Tasks and exercises.
1. Translate this sentence from the NFSv4.1 bug report into Spanish: "However, since all opens for POSIX clients are Share_Deny_None, it seems safe to attempt to recover them again, in case the server allows this."
2. Resume the NFSv4.1 bug report from the point at which it stops.

Text segment.
┌────────

Bug 216088

Summary: Get NFSv4.1 client's failure during recovery keep unrecovered opens
Product: Base System Reporter: Rick Macklem <rmacklem>
Component: kernAssignee: Rick Macklem <rmacklem>
Status: Closed FIXED    
Severity: Affects Some People Keywords: patch
Priority: --- Flags: rmacklem: mfc-stable11+
rmacklem: mfc-stable10+
Version: CURRENT   
Hardware: Any   
OS: Any   
Attachments:
Description Flags
Don't free unrecovered opens when recovery of them fails none

Description Rick Macklem freebsd_committer freebsd_triage 2017-01-14 23:07:44 UTC
Created attachment 178896 [details]
Don't free unrecovered opens when recovery of them fails

When the NFSv4.1 client is recovering from a server crash/reboot and the
recovery of opens fails, the code in current free's the unrecovered opens.

Byte range locks cannot be kept, since a conflicting lock might have been
acquired by a different client while it is not recovered. The server is
supposed to not allow a recovery when it has previously not been recovered.

However, since all opens for POSIX clients are Share_Deny_None, it seems
safe to attempt to recover them again, in case the server allows this.

This patch changes the client recovery code so that it retains unrecovered
opens, so a subsequent recovery can attempt to recover them.

└────────

Recorded data.

┌────────

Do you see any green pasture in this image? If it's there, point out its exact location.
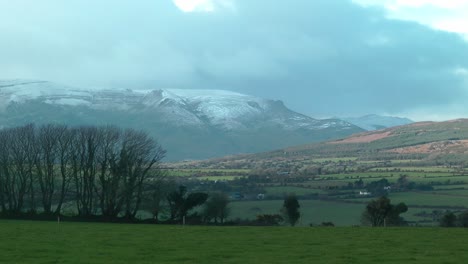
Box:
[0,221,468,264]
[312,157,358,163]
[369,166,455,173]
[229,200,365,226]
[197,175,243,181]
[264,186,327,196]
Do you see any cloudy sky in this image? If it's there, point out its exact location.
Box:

└────────
┌────────

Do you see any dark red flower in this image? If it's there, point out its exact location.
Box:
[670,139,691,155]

└────────
┌────────

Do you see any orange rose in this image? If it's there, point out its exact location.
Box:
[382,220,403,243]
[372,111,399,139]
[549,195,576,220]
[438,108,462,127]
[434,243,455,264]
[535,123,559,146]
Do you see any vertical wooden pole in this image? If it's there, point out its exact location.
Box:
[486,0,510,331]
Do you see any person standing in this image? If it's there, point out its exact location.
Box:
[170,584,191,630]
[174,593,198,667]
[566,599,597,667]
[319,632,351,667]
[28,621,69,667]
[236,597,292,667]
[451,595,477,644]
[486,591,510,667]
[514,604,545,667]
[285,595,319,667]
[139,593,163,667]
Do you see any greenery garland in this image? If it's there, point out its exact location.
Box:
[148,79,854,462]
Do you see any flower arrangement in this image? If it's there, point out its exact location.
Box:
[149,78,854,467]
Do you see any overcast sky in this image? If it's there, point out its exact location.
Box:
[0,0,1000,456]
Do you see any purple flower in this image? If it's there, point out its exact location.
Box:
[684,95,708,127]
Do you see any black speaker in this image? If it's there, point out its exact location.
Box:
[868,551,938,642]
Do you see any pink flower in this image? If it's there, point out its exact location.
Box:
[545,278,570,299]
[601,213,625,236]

└────────

Outputs for the tasks.
1. Sin embargo, dado que todas las aperturas de los clientes POSIX son Share_Deny_None, parece seguro intentar recuperarlas de nuevo, por si el servidor lo permite.

2.
Normally, this should not happen, but the AmazonEFS server crashes/reboots
frequently, including while recovery is still being done.
Comment 1 commit-hook freebsd_committer freebsd_triage 2017-04-11 20:28:28 UTC
A commit references this bug:

Author: rmacklem
Date: Tue Apr 11 20:28:15 UTC 2017
New revision: 316717
URL: https://svnweb.freebsd.org/changeset/base/316717

Log:
  During a server crash recovery, fix the NFSv4.1 client for a NFSERR_BADSESSION
  during recovery.

  If the NFSv4.1 client gets a NFSv4.1 NFSERR_BADSESSION reply to an Open/Lock
  operation while recovering from the server crash/reboot, allow the opens
  to be retained for a subsequent recovery attempt. Since NFSv4.1 servers
  should only reply NFSERR_BADSESSION after a crash/reboot that has lost
  state, this case should almost never happen.
  However, for the AmazonEFS file service, this has been observed when
  the client does a fresh TCP connection for RPCs.

  Reported by:	cperciva
  Tested by:	cperciva
  PR:		216088
  MFC after:	2 weeks

Changes:
  head/sys/fs/nfsclient/nfs_clstate.c
Comment 2 Rick Macklem freebsd_committer freebsd_triage 2017-04-26 23:37:02 UTC
Patch has been committed and MFC'd.